Rewrite the items from the line containing "Outline every instance of the dappled" through the line containing "M 210 494 L", inclusive, with "dappled sunlight" changed to "patchy sunlight" and nothing else altered. Return only those lines.

+++ Data to process

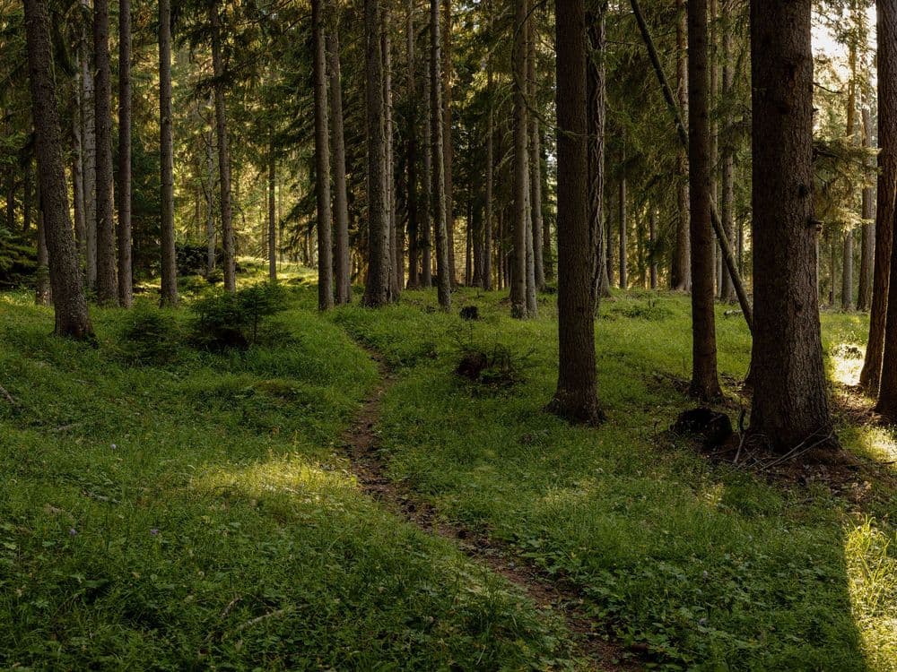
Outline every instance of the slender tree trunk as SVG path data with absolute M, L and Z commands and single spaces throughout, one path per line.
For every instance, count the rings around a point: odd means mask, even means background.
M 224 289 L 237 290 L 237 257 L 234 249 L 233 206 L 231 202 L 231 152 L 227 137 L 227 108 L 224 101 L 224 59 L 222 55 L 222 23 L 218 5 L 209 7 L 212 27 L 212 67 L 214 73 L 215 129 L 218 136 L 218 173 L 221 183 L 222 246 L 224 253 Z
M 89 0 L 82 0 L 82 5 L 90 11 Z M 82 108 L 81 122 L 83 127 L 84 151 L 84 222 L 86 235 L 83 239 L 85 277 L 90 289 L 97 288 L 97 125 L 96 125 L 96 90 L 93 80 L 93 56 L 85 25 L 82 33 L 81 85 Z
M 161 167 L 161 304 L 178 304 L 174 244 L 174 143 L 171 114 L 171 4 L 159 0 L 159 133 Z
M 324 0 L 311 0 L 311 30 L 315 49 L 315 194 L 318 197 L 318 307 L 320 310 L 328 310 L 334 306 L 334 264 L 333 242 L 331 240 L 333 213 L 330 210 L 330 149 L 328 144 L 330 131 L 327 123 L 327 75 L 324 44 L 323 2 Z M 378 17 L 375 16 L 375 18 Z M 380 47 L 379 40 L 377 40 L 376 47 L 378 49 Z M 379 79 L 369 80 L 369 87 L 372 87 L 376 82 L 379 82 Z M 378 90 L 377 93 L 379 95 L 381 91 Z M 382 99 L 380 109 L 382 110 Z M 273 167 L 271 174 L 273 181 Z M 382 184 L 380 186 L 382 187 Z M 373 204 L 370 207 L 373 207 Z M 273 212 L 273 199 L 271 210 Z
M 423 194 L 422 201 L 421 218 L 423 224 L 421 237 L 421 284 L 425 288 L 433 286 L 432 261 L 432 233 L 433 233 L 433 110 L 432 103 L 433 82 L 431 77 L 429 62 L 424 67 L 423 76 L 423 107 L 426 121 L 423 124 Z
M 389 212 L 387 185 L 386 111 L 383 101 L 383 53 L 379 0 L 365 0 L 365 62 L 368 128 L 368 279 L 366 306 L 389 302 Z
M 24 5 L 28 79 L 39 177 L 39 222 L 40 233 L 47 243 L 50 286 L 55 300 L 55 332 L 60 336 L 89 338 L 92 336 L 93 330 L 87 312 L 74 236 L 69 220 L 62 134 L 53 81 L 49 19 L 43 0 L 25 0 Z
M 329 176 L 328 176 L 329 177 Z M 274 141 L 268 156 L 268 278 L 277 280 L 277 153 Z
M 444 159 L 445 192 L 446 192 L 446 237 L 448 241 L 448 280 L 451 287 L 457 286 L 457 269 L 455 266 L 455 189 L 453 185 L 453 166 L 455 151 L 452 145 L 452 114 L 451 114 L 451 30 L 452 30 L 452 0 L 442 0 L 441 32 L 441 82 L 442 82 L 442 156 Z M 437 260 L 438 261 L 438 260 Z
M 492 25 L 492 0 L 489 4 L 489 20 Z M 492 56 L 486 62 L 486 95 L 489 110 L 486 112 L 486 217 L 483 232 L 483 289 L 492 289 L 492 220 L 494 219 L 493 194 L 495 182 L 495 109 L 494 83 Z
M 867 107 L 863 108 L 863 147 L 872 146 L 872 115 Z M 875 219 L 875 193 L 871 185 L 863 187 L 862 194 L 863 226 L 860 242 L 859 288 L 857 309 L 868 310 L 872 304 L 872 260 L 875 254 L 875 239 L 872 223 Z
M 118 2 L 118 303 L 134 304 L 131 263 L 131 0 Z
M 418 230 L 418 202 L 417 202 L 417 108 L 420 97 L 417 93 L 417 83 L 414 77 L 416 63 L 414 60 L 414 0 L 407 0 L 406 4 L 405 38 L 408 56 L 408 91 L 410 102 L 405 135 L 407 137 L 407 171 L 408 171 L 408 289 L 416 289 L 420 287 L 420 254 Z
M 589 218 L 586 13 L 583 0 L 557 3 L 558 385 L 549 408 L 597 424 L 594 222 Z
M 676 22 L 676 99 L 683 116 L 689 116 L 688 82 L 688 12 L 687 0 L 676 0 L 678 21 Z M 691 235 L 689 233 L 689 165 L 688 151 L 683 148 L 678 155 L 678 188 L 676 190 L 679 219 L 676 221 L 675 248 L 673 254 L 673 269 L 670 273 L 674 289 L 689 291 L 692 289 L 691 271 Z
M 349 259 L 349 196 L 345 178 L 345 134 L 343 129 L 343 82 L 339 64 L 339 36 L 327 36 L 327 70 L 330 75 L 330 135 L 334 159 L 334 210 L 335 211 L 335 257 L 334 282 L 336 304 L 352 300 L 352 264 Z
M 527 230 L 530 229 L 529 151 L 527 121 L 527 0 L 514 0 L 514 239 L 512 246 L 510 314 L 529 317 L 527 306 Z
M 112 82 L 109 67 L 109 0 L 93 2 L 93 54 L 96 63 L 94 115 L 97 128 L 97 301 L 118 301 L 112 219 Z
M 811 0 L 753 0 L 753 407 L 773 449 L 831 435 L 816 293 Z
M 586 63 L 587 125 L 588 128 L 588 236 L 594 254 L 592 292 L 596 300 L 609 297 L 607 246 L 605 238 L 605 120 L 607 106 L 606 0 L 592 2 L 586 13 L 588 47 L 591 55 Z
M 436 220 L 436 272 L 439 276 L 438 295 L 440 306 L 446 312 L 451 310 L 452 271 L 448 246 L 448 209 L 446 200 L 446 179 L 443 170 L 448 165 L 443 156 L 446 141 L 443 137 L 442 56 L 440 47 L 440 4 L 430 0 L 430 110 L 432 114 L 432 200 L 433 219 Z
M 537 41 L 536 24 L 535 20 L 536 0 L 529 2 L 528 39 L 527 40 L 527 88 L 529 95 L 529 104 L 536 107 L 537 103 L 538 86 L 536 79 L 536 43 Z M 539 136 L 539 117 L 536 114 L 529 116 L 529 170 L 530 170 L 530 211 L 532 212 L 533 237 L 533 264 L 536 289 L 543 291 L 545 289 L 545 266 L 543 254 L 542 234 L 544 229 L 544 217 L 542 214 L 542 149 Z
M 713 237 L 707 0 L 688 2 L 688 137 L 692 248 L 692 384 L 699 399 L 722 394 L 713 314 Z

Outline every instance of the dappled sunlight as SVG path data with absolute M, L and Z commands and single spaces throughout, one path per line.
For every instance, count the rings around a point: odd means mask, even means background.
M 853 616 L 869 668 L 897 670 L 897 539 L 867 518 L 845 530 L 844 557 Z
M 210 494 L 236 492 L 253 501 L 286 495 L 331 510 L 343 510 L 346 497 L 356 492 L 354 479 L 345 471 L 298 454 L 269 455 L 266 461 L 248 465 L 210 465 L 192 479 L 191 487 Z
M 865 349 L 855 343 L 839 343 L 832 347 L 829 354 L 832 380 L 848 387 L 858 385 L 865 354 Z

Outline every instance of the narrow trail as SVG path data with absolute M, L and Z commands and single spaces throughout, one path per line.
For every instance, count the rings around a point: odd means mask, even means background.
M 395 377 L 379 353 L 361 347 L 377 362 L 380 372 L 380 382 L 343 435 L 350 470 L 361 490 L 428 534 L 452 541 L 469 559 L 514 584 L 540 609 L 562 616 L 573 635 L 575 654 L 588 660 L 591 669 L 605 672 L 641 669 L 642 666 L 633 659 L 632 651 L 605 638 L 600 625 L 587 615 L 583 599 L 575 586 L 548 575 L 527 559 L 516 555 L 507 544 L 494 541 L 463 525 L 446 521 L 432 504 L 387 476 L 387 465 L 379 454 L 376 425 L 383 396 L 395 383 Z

++++++
+++ Data to process

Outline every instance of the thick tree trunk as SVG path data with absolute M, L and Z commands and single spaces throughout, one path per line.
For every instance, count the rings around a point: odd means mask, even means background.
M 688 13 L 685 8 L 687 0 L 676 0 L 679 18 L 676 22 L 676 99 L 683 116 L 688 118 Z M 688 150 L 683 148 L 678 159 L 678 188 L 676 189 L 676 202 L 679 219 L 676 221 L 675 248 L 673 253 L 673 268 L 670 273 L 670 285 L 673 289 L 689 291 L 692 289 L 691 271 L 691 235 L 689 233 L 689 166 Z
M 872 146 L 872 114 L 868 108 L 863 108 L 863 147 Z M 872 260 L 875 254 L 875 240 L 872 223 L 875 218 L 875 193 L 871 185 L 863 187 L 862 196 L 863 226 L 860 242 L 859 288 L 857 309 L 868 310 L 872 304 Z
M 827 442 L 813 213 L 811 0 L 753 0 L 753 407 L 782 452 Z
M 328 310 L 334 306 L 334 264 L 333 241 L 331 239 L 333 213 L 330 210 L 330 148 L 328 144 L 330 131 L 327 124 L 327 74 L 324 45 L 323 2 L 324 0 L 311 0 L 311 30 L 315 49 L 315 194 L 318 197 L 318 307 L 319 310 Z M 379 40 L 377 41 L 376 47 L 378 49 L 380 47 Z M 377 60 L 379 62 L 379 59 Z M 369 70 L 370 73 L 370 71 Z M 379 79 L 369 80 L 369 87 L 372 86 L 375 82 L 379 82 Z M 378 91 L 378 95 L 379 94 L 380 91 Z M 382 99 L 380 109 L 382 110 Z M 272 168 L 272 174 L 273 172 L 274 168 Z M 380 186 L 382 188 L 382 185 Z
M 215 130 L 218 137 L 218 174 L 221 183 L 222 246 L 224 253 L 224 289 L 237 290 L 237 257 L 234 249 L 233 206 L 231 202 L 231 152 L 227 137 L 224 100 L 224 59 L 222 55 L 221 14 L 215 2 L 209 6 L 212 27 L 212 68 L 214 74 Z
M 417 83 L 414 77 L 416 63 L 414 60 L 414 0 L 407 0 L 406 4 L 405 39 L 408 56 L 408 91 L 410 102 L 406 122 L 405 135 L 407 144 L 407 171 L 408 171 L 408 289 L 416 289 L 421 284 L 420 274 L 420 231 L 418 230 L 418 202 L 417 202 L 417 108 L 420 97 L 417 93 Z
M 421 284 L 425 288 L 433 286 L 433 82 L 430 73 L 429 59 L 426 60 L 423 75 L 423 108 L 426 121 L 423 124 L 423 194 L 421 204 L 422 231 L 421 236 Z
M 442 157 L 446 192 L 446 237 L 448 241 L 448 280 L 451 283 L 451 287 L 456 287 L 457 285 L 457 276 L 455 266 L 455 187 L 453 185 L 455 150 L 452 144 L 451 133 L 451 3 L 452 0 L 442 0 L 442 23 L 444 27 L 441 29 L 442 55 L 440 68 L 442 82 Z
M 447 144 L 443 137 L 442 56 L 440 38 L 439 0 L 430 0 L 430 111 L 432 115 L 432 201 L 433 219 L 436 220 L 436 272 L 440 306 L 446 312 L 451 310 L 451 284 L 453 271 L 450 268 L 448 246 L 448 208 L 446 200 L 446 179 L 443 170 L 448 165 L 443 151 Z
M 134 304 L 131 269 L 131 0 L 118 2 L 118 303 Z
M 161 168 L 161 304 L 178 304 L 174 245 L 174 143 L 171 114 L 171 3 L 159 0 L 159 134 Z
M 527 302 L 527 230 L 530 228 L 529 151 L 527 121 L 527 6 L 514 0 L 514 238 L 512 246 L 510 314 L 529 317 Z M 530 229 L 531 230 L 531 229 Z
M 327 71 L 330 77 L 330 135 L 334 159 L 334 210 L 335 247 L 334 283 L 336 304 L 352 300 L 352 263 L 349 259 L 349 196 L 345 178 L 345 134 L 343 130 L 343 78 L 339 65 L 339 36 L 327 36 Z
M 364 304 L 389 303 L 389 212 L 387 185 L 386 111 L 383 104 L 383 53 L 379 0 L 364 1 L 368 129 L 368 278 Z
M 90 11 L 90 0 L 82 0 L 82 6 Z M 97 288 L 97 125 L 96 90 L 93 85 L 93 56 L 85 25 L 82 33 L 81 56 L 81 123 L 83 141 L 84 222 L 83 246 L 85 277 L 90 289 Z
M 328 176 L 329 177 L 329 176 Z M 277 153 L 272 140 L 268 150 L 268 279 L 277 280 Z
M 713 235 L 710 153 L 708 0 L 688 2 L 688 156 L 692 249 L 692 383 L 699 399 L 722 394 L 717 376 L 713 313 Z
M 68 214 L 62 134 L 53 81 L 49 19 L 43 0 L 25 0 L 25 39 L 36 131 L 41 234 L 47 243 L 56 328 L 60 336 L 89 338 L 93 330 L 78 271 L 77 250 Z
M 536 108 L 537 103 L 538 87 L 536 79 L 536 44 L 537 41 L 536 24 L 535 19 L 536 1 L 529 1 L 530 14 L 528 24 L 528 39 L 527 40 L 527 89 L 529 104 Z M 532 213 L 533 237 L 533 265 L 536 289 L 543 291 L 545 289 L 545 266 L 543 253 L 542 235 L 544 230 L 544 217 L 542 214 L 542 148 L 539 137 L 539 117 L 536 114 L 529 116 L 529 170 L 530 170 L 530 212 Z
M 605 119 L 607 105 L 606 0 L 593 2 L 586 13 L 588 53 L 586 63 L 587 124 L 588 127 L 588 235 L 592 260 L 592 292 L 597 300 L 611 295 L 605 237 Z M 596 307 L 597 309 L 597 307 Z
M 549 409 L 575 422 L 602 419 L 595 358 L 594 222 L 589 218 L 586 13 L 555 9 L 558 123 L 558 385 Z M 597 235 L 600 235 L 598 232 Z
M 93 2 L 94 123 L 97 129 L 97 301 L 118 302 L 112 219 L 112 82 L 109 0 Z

++++++

__Reply to the exercise__.
Outline every instance of the patchy sunlight as SVG path data with absolute M, L and Z commands and single spaces throughout, one path per line.
For every instance, count the rings around a point: odd means mask, even means background.
M 853 616 L 869 668 L 897 670 L 897 539 L 867 518 L 845 530 L 844 557 Z
M 210 494 L 236 492 L 253 501 L 286 495 L 331 510 L 343 510 L 346 497 L 356 492 L 354 479 L 345 471 L 298 454 L 269 455 L 266 461 L 248 465 L 210 465 L 192 479 L 191 487 Z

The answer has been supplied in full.